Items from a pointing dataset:
□ □ □ □ □
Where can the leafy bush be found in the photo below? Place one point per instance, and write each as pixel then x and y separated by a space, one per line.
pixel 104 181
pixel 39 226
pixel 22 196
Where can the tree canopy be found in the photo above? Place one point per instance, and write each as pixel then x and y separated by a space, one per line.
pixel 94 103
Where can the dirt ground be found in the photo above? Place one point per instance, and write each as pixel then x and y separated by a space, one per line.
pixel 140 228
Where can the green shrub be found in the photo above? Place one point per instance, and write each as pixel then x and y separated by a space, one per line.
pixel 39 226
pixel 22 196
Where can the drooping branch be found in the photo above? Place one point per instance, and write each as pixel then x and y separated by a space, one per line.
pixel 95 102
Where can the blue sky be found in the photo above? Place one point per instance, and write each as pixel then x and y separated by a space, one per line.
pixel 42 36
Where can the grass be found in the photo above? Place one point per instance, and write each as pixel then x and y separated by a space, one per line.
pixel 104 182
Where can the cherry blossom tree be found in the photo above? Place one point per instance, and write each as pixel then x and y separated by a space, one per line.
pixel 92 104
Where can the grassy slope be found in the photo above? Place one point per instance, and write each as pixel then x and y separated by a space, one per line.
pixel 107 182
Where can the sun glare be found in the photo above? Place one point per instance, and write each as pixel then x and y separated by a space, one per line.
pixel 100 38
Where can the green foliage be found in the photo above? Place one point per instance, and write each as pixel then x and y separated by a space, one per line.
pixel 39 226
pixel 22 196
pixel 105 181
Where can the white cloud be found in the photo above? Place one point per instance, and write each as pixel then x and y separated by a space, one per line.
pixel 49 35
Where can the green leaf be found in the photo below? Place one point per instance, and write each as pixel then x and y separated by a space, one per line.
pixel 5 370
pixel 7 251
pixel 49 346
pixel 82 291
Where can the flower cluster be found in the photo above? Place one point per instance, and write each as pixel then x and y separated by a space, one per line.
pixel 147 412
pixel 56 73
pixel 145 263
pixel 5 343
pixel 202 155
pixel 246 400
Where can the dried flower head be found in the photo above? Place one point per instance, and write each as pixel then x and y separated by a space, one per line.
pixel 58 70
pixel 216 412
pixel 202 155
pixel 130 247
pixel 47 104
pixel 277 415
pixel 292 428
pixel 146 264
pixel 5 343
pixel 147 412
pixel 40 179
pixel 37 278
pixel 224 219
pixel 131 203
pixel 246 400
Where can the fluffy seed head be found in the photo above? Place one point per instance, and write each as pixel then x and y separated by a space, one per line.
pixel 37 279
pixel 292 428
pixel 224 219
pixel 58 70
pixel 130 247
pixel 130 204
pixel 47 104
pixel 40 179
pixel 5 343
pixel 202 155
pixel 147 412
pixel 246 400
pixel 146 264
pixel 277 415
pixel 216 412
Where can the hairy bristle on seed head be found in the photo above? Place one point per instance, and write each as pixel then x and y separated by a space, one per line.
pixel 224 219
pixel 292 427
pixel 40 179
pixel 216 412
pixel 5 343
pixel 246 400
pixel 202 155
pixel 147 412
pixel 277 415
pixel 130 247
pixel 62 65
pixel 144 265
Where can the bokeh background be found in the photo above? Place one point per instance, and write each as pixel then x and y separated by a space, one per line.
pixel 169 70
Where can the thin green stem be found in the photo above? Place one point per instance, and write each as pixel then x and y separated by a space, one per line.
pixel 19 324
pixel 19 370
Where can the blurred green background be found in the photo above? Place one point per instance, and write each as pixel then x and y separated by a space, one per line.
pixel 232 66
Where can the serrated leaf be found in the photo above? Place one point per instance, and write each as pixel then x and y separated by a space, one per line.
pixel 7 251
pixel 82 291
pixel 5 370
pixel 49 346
□ □ □ □ □
__WORK TO BE COMPLETED__. Copy every one of the items above verbatim, with no changes.

__FULL RESPONSE__.
Where can the leafy bush be found in the photo below? Place one point per instance, and write each as pixel then x and y separated by a space, one per line.
pixel 104 181
pixel 39 226
pixel 22 196
Where can the tree canopy be found in the photo above? Place one point per instance, and write each as pixel then x and y separated by a space, one per line.
pixel 94 103
Where can the dirt ground be found in the photo above? Place one point per instance, and write each as pixel then x and y separated by a space, one per line.
pixel 140 228
Where can the green shrub be found in the photo above? Place one point per instance, and write each as pixel then x and y separated by a space, one per line.
pixel 39 226
pixel 22 196
Where can the drooping branch be found in the photo above? Place one point per instance, and write each as pixel then x and y separated by a space, one per line.
pixel 95 102
Where can the blue sky be found in the photo above? Place one point per instance, and write each as pixel then x and y separated by a space, one per line.
pixel 42 36
Where can the grass be found in the photo above? Place one point per instance, and write each as pixel then x and y separated by a space, one per line.
pixel 104 182
Where can the cherry blossom tree be found in the photo above? Place one point per instance, and write each as pixel then x and y separated by a space, one per line.
pixel 92 104
Where can the grassy slope be found in the photo above? Place one point per instance, and write each as pixel then x and y separated by a space, one per line.
pixel 107 182
Where can the sun glare be found in the photo above? Place one point per instance, and write each as pixel then x and y separated by a space, one per line.
pixel 100 38
Where can the green foliage be found in the photo above? Place one point per instance, and write each as pixel then x and y separated by a space, one per line.
pixel 39 226
pixel 22 196
pixel 105 181
Where can the white cloud be found in the photo above? Place one point per instance, and write each as pixel then x and y separated by a space, one per line.
pixel 49 35
Where can the green leaf be found in the photo below? Place one point per instance, and write each as pixel then x and y separated by a space, one per line.
pixel 5 370
pixel 7 251
pixel 49 346
pixel 82 291
Where can the flower cluster be found in the photo above? Place one point per instance, and write each as pixel then x and y separated by a space, one per line.
pixel 147 412
pixel 56 73
pixel 145 263
pixel 5 343
pixel 202 155
pixel 246 400
Where can the dried flower head be found in the photo above? Place one point per instance, and write each as pixel then x and y separated by a space, one per line.
pixel 58 70
pixel 216 412
pixel 202 155
pixel 130 247
pixel 47 104
pixel 277 415
pixel 292 428
pixel 146 264
pixel 5 343
pixel 147 412
pixel 40 179
pixel 37 278
pixel 224 219
pixel 131 203
pixel 246 400
Where can the fluffy seed head be found in the photo above? Place one point per instance, and write each as pixel then x and y separated by a space, one per line.
pixel 37 279
pixel 292 428
pixel 224 219
pixel 58 70
pixel 130 247
pixel 130 204
pixel 47 104
pixel 40 179
pixel 5 343
pixel 202 155
pixel 147 412
pixel 246 400
pixel 146 264
pixel 277 415
pixel 216 412
Where can the hairy bristle on seed head be found in the photo above? Place one point per instance, and write each as pixel then x and y separated by a space, one per line.
pixel 224 219
pixel 292 427
pixel 40 179
pixel 216 412
pixel 5 343
pixel 246 400
pixel 202 155
pixel 147 412
pixel 277 415
pixel 130 247
pixel 62 65
pixel 144 265
Where can the bokeh background be found in the photo above? Place one point per instance, and write each as pixel then x and y separated by a space, one per line.
pixel 169 70
Where can the thin green stem be found in the photo above? Place one point per instance, and write each as pixel then x and y separated by a space, one per line.
pixel 19 324
pixel 19 370
Where can the blurred green background be found in the photo above? Place one point per instance, and write each as pixel then x and y separated by a space, one per line.
pixel 232 66
Where can the serrated leaf be found in the photo above? Place one point per instance, and write each as pixel then x and y separated by a space, one per line.
pixel 7 251
pixel 82 291
pixel 5 370
pixel 49 346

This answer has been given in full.